◆ The problem ◆
Reproduce the material below word for word, with nothing changed.

◆ Provided records ◆

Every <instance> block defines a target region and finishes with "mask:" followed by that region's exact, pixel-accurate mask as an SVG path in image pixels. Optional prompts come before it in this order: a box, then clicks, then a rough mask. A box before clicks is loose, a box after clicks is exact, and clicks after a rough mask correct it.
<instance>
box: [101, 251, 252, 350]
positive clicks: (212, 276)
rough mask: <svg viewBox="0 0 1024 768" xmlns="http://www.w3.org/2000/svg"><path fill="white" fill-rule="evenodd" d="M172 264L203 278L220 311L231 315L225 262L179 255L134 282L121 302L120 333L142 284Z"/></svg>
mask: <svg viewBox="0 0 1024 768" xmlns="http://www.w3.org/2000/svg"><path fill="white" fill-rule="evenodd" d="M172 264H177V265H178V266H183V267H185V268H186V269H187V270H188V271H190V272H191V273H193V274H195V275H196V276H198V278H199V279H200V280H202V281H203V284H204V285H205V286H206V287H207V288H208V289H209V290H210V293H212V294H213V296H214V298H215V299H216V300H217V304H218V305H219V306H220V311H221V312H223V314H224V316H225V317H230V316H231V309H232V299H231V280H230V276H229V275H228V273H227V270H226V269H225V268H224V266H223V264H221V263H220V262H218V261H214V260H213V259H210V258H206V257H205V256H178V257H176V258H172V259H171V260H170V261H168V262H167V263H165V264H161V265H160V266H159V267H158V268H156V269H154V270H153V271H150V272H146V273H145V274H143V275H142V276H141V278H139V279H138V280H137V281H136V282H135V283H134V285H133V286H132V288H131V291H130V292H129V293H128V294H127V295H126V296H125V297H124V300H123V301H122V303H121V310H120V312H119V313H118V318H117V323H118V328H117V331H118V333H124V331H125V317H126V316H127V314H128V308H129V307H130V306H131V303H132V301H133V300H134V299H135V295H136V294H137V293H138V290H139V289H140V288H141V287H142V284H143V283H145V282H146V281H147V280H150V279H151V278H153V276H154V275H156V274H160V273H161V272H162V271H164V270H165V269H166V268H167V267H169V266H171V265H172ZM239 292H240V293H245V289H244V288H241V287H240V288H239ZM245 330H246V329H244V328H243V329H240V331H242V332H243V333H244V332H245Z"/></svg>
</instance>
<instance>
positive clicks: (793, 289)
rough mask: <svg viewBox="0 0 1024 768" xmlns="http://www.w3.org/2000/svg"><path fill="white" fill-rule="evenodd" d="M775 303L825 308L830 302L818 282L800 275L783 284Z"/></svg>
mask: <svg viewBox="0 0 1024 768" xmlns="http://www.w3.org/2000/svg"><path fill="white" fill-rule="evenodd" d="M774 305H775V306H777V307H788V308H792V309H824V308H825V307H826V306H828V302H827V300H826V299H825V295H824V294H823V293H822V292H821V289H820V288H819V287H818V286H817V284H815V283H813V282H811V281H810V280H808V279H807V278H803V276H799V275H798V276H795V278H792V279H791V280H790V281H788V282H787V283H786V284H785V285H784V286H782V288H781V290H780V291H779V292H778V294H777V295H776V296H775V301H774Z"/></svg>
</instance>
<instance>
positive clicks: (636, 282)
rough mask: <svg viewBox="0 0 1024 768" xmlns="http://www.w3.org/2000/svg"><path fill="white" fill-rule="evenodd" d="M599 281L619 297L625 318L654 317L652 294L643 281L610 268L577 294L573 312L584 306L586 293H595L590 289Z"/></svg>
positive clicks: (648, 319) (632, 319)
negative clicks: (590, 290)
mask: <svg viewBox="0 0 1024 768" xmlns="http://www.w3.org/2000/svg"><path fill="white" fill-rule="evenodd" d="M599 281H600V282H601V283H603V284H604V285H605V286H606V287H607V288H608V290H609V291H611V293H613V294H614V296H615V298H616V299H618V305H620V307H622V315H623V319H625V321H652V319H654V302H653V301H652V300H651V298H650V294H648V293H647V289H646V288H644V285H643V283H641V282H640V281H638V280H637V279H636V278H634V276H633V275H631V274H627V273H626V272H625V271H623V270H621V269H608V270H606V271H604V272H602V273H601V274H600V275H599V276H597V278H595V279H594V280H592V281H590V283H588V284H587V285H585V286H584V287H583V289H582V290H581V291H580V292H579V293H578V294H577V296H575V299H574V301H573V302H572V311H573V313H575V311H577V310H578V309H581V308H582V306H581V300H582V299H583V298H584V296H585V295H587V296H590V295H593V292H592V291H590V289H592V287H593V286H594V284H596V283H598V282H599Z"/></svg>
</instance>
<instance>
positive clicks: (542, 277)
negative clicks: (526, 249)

◆ Task output ◆
Every <instance> block defines a target region and finishes with "mask:" followed by that region's exact, pixel-accurate mask as an SVG path in image pixels. Optional prompts come before it in this order: a box, then clicks, then a rough mask. A box before clicks is loose, a box after clicks is exact, and clicks after a rough mask correct it.
<instance>
box: [101, 251, 252, 350]
positive clicks: (212, 276)
rough mask: <svg viewBox="0 0 1024 768" xmlns="http://www.w3.org/2000/svg"><path fill="white" fill-rule="evenodd" d="M172 264L203 278L220 311L231 315L225 262L179 255L134 282L121 302L120 333L142 284Z"/></svg>
mask: <svg viewBox="0 0 1024 768" xmlns="http://www.w3.org/2000/svg"><path fill="white" fill-rule="evenodd" d="M172 264H177V265H178V266H183V267H185V268H186V269H187V270H188V271H190V272H191V273H193V274H195V275H196V276H198V278H199V279H200V280H202V281H203V284H204V285H205V286H206V287H207V288H208V289H209V290H210V293H212V294H213V296H214V298H215V299H216V300H217V304H218V305H219V306H220V311H221V312H223V314H224V316H225V317H230V316H231V309H232V299H231V280H230V276H229V275H228V273H227V270H226V269H225V268H224V266H223V264H221V263H220V262H218V261H214V260H213V259H210V258H206V257H205V256H178V257H176V258H172V259H171V260H170V261H168V262H167V263H165V264H161V265H160V266H159V267H158V268H156V269H154V270H153V271H150V272H146V273H145V274H143V275H142V276H141V278H139V279H138V280H137V281H136V282H135V283H134V285H133V286H132V288H131V291H130V292H129V293H128V294H127V295H126V296H125V297H124V300H123V301H122V303H121V310H120V312H119V313H118V318H117V323H118V328H117V331H118V333H124V331H125V317H126V316H127V314H128V308H129V307H130V306H131V303H132V301H133V300H134V299H135V295H136V294H137V293H138V290H139V289H140V288H141V287H142V284H143V283H145V282H146V281H147V280H150V279H151V278H153V276H154V275H156V274H160V273H161V272H162V271H164V270H165V269H166V268H167V267H169V266H171V265H172ZM239 292H240V293H245V289H244V288H241V287H240V288H239ZM245 330H246V329H244V328H243V329H240V331H242V332H243V333H244V332H245Z"/></svg>
</instance>
<instance>
positive clicks: (793, 289)
rough mask: <svg viewBox="0 0 1024 768" xmlns="http://www.w3.org/2000/svg"><path fill="white" fill-rule="evenodd" d="M775 303L825 308L830 302L818 282L800 275L783 284Z"/></svg>
mask: <svg viewBox="0 0 1024 768" xmlns="http://www.w3.org/2000/svg"><path fill="white" fill-rule="evenodd" d="M774 305H775V306H777V307H788V308H792V309H824V308H825V307H826V306H828V302H827V300H826V299H825V295H824V294H823V293H822V292H821V289H820V288H819V287H818V286H817V284H815V283H813V282H811V281H810V280H808V279H807V278H803V276H799V275H798V276H795V278H792V279H791V280H790V281H788V282H787V283H786V284H785V285H784V286H782V288H781V290H780V291H779V292H778V294H777V295H776V296H775V301H774Z"/></svg>
</instance>
<instance>
positive clicks: (636, 282)
rough mask: <svg viewBox="0 0 1024 768" xmlns="http://www.w3.org/2000/svg"><path fill="white" fill-rule="evenodd" d="M599 281L619 297L625 318L654 317L652 294L643 281L610 268L577 294L573 312L584 306L586 293H595L590 289Z"/></svg>
positive clicks: (648, 319) (632, 319)
negative clicks: (590, 290)
mask: <svg viewBox="0 0 1024 768" xmlns="http://www.w3.org/2000/svg"><path fill="white" fill-rule="evenodd" d="M599 281H600V282H601V283H603V284H604V285H605V286H606V287H607V288H608V290H609V291H611V293H613V294H614V296H615V298H616V299H618V305H620V307H622V315H623V319H625V321H652V319H654V302H653V301H652V300H651V298H650V294H648V293H647V289H646V288H644V285H643V283H641V282H640V281H638V280H637V279H636V278H634V276H633V275H631V274H627V273H626V272H625V271H623V270H621V269H608V270H606V271H604V272H602V273H601V274H600V275H599V276H597V278H595V279H594V280H592V281H590V283H588V284H587V285H585V286H584V287H583V289H582V290H581V291H580V292H579V293H578V294H577V296H575V299H574V301H573V302H572V311H573V313H575V311H577V310H578V309H581V308H582V306H581V300H582V299H583V298H584V296H585V295H587V296H590V295H593V292H592V291H590V289H592V287H593V286H594V284H596V283H598V282H599Z"/></svg>
</instance>
<instance>
positive clicks: (542, 277)
negative clicks: (526, 249)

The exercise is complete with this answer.